Exercise:
Word for word, restate the lines from the top of the records below through the line with "TARGET: the dense green vegetation", both included, with no pictures in the result.
[Data excerpts — start]
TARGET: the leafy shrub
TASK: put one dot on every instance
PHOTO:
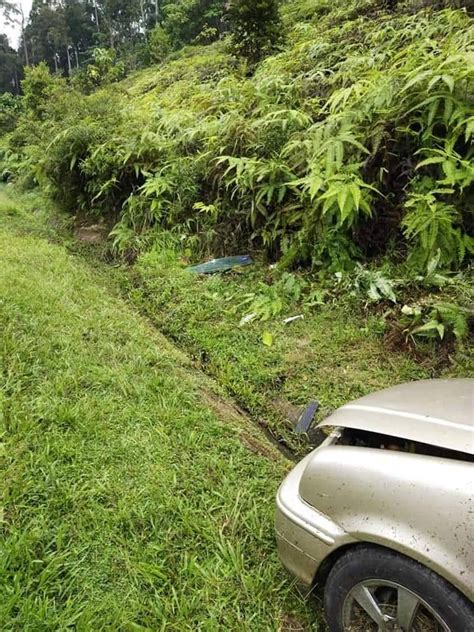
(105, 68)
(435, 321)
(354, 141)
(159, 43)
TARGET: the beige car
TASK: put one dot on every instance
(381, 514)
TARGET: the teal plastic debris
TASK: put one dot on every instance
(221, 265)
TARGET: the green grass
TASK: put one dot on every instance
(336, 353)
(129, 503)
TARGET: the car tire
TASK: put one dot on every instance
(367, 563)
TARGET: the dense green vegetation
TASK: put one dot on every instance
(332, 140)
(354, 141)
(344, 156)
(134, 498)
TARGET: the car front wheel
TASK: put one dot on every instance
(372, 589)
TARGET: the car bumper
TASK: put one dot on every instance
(305, 537)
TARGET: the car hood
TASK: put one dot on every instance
(434, 412)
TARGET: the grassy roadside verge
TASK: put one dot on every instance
(337, 352)
(128, 504)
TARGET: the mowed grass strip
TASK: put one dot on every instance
(128, 505)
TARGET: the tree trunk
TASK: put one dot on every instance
(96, 12)
(25, 47)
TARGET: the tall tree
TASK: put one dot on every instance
(10, 67)
(255, 27)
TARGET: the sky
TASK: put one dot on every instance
(13, 31)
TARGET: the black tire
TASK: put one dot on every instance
(367, 562)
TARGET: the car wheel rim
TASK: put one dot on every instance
(382, 606)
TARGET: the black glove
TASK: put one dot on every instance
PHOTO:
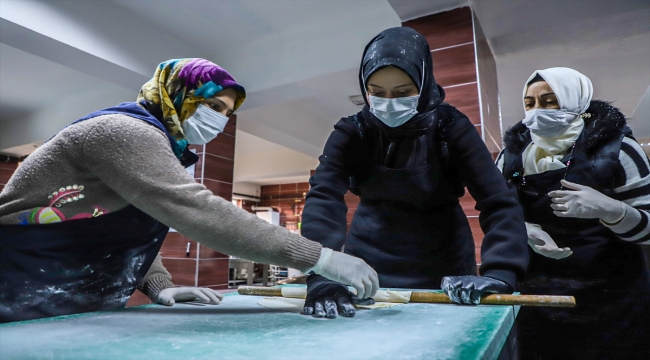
(327, 298)
(469, 288)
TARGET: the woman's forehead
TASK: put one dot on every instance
(538, 87)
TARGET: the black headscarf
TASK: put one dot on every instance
(407, 50)
(402, 47)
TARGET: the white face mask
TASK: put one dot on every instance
(204, 125)
(394, 112)
(548, 122)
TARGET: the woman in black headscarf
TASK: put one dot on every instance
(408, 156)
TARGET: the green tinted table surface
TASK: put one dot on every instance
(239, 328)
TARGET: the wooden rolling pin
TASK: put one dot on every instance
(442, 298)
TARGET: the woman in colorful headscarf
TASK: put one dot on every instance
(409, 156)
(83, 218)
(584, 185)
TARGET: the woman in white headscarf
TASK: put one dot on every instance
(584, 184)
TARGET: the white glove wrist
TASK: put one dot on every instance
(325, 257)
(616, 216)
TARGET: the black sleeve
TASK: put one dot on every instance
(504, 253)
(324, 215)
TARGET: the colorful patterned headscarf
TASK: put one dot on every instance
(177, 88)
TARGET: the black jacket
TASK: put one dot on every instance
(356, 146)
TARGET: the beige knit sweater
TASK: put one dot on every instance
(117, 160)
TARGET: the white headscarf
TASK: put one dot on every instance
(574, 92)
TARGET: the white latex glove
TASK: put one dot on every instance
(348, 270)
(586, 203)
(169, 296)
(542, 243)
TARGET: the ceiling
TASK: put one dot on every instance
(297, 59)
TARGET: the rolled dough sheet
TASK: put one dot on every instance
(295, 304)
(282, 304)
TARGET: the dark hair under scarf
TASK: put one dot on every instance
(407, 50)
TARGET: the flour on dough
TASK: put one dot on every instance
(282, 304)
(296, 305)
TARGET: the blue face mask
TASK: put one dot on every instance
(204, 125)
(394, 112)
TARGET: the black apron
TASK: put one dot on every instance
(75, 266)
(410, 227)
(608, 277)
(81, 265)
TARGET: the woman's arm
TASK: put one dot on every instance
(324, 215)
(504, 252)
(135, 159)
(155, 280)
(633, 189)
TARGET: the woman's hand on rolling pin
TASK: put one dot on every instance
(468, 289)
(327, 298)
(169, 296)
(348, 270)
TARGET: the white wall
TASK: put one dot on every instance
(268, 163)
(45, 123)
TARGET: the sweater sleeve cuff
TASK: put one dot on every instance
(507, 276)
(631, 219)
(155, 285)
(302, 254)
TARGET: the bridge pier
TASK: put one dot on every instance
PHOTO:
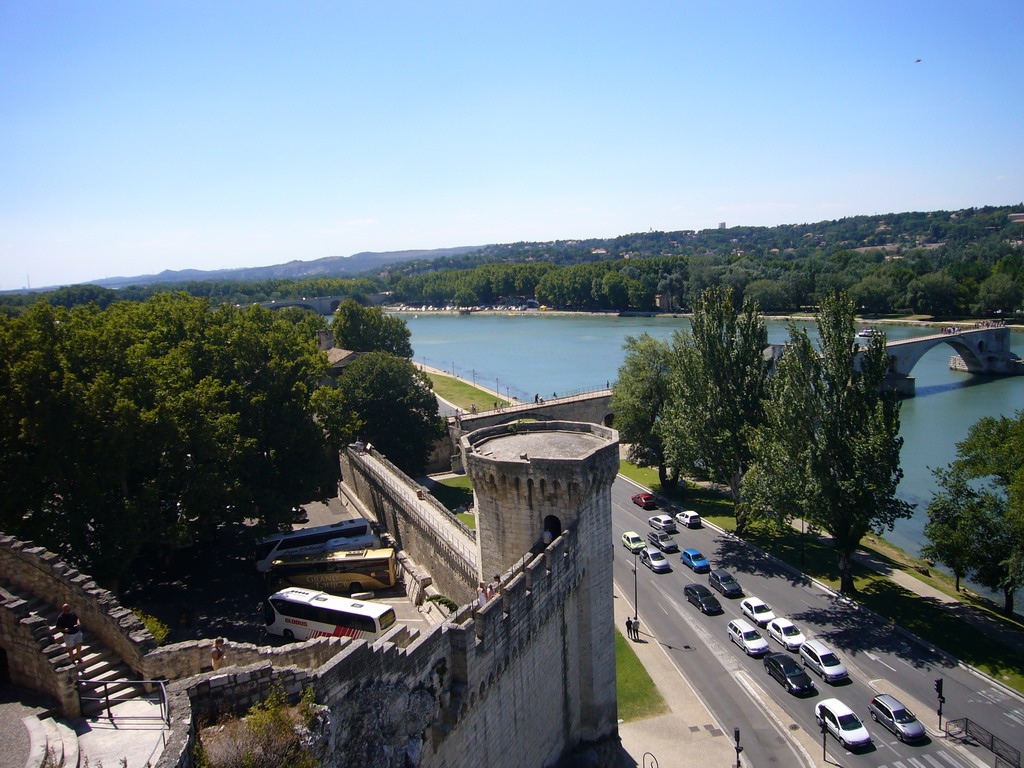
(904, 386)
[Data excerpts — finish]
Reply:
TARGET: the leafy shrub
TASK: put one dot on every instance
PHOTO:
(105, 68)
(435, 321)
(354, 141)
(159, 43)
TARGET: the beige car
TASK: put one dot on every instance
(381, 514)
TARGET: the teal plastic debris
TASK: put one dot on every instance
(221, 265)
TARGET: the green grass
TASK: put one dot on every instance
(336, 353)
(129, 503)
TARGET: the car tire
TASK: put one dot on every instance
(367, 563)
TARGET: the dense green vegetation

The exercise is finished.